## WHAT IS ASKED
(a) In the article on the digital divide panel, how many people attended the TechEd meeting?
(b) Carry the article on the digital divide panel forward, picking up after its final sentence.

Digital Divide Panel Urges Focus on Technology’s Impact

ONTARIO, Calif.
The effort to solve digital divide issues is forcing the higher education establishment and local communities to re-examine the culture of their schools and quality education as a priority, expert panelists concluded at the TechEd01 conference here.
“We’re moving away from worrying about building the infrastructure. (The question now) is, what do you do with the infrastructure?” asked Ramon Harris of the Executive Leadership Foundation during a wide-ranging session on the digital divide.
For the second consecutive year, Cox, Matthews and Associates, the publisher of Black Issues in Higher Education and Community College Week, sponsored a panel discussion on digital divide issues at the annual TechEd meeting organized by the Community College Foundation. 
An estimated 4,000 people attended the meeting, which is billed as the “hands on” conference for academic administrators and faculty at high schools, community colleges and four-year colleges and universities. The “hands on” title refers to the broad range of seminars where conference participants test software and other information technology products.
Participating in the digital divide panel were B. Keith Fulton, vice president of the AOL Time Warner Foundation and senior director for social innovations at AOL Time Warner Inc.; Dr. Roscoe Giles, executive director of the Institute for African American eCulture and a professor in the electrical and computer engineering department at Boston University; Randal Pinkett, technologist and doctoral candidate at Massachusetts Institute of Technology; Dr. Dolores Cross, president of Morris Brown College; Dr. Linda Mercouri, professor of computer information technologies at Springfield Technical Community College in Springfield, Mass.; and Harris, executive director of the Executive Leadership Foundation’s Technology Transfer Project in Washington. Frank Matthews, publisher at Cox, Matthews and Associates, moderated the discussion. 
Despite the varied specialties of the panelists, there was consensus that the digital divide has too often been cast as an access issue. The panelists, urging a broad understanding of the issue, defined the digital divide in terms of how information technology can help the disadvantaged and students improve their socio-economic status by enabling them to conduct business electronically after they have attained access to computers and the Internet.
The broad definitions of the digital divide unveiled by the panelists contrasted sharply with the ideas expressed by Dr. Stanley Davis, a TechEd conference keynote speaker who also addressed the digital divide session. Davis, a technologist, said the lack of information technology in disadvantaged communities should be easily solved given the rapid pace of technological development. However, he characterized the six-member panel of five African Americans and one Latino as failing to represent the fact that Hispanics have the lowest levels of computer ownership and Internet access among American ethnic and racial groups .

(Dataset listing about object locations)
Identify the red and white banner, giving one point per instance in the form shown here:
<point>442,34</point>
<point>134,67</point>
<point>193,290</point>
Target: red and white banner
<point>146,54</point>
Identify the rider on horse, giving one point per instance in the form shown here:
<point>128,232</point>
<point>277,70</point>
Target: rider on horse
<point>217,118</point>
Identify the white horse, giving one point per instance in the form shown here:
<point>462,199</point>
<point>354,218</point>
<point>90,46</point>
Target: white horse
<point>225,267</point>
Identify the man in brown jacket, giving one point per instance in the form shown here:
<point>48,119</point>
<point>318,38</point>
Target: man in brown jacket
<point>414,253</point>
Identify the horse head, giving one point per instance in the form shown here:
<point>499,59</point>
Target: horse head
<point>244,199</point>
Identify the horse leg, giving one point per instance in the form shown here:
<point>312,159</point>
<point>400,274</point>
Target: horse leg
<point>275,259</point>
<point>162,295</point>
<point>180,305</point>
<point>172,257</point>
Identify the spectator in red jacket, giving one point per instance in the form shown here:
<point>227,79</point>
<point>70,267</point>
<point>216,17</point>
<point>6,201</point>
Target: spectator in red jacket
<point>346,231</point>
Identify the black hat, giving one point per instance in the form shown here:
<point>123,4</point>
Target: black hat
* * *
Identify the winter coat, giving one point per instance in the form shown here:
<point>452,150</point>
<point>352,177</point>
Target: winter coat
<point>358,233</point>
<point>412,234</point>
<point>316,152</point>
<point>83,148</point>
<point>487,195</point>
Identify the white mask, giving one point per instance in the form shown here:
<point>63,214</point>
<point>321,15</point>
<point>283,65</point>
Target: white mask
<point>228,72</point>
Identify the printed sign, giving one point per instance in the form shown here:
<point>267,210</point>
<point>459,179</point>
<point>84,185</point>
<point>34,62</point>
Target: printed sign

## TASK-BY-TASK OUTPUTS
(a) An estimated 4,000 people.

(b)
While acknowledging the importance of technology access as a basic issue, the panelists expanded the discussion and talked about the challenges of making information technology a tool that helps to better minority communities and students’ lives.
MIT’s Pinkett described how a computer network and database he established in a predominantly Black housing project in the Roxbury community of Boston is helping residents there to start businesses, find jobs and barter services. The project, based in Canfield Estates, is the basis of a doctoral dissertation he is completing at MIT’s interdisciplinary media laboratory department.
“If you focus on access alone, you don’t get to outcomes. (My project) looks at outcomes, such as employment, savings and education,” Pinkett told the audience.
 Cross, of Morris Brown College, stressed the need for instilling a social vision among the constituent community to whom information technology is being introduced. Cross recalled that following an announcement that students would be required to purchase laptops for their education at the private Black college in Atlanta, students nearly rioted over the mandate. Not until after students were assured the laptops would enhance their educational experience did they feel comfortable with the mandate, according to Cross.
“Initially, the students perceived the mandate as a burden. We had to convince them that they were making a wise investment in their education,” Cross says.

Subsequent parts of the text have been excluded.